• **TO DO**:
Rewrite the material from the line with "Please put a marker on the utility" to the line with "Please put a marker on the brick", swapping "marker" for "pin" and leaving everything else unchanged.

• **DATA FOR THE TASK**:

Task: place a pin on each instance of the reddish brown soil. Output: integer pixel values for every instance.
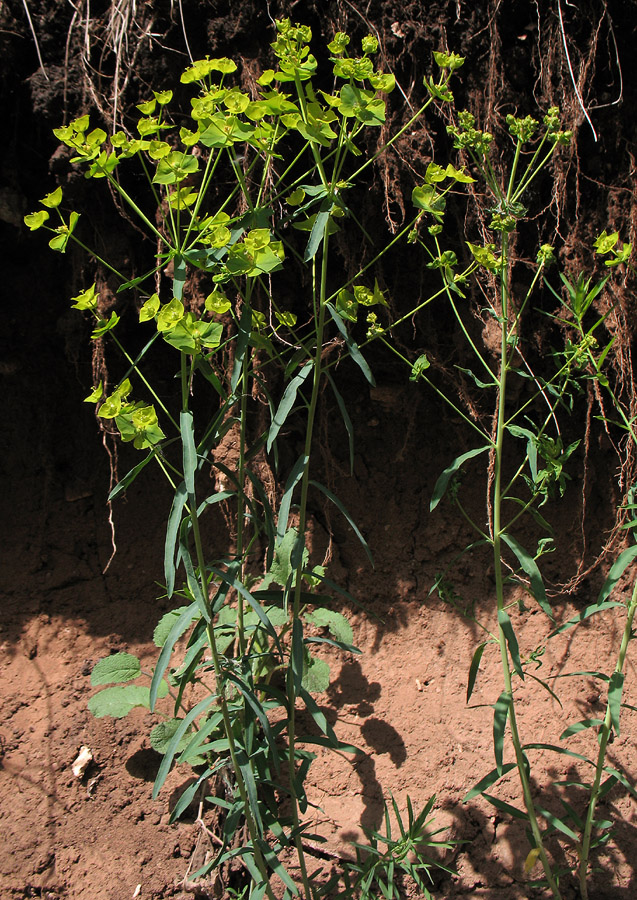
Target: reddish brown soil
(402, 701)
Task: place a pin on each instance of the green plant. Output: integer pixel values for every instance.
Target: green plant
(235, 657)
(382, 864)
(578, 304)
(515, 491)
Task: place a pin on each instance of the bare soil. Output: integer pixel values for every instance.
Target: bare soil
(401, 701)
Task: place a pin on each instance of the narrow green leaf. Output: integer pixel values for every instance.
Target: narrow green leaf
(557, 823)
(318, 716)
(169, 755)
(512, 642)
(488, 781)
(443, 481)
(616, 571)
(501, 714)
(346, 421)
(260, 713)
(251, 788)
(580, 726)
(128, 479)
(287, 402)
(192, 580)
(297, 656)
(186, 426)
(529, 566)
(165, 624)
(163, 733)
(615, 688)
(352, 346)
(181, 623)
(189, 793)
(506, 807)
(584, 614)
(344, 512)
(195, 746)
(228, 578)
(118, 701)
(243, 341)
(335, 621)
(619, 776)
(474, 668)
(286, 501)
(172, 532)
---
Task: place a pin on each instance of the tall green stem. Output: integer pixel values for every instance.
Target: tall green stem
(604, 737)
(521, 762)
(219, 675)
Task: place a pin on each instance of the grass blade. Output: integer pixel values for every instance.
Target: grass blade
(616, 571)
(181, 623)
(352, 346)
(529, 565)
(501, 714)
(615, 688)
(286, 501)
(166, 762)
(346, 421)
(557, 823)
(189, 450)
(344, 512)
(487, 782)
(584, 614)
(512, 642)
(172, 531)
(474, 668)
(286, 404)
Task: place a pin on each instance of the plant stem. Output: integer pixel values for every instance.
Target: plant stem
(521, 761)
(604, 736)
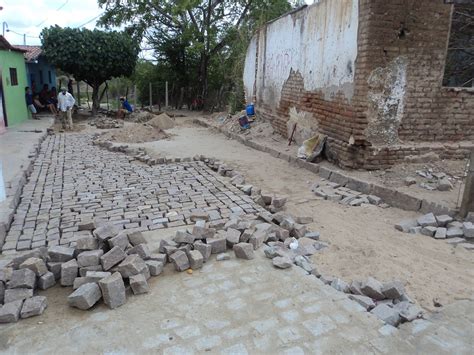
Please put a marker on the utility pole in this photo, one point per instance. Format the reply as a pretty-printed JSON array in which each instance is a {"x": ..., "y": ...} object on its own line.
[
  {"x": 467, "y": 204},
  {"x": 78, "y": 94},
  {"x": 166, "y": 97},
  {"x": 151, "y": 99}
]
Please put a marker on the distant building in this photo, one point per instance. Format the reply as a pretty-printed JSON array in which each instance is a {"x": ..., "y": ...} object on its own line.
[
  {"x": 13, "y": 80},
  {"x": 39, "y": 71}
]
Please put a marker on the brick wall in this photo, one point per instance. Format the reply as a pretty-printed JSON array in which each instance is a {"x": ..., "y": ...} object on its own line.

• **WRITTEN ANSWER**:
Please put a pin on the utility pole in this photo, one point per instance. Format the reply as a pretty-printed JSON array in which each instance is a {"x": ..., "y": ...} object on its own line.
[
  {"x": 467, "y": 204},
  {"x": 78, "y": 94},
  {"x": 166, "y": 97},
  {"x": 151, "y": 99}
]
Please put a pin on the distant building in this photo, one point per instance. Format the reply as a pretty-printed JSON array in which each instance is a {"x": ..., "y": ...} object on its own line.
[
  {"x": 13, "y": 80},
  {"x": 39, "y": 71}
]
Please put a pin on the brick wall in this photo, one point per instance. Format the reply as a pretty-printed JSON array in which each instance is a {"x": ..., "y": ...} object on its own line.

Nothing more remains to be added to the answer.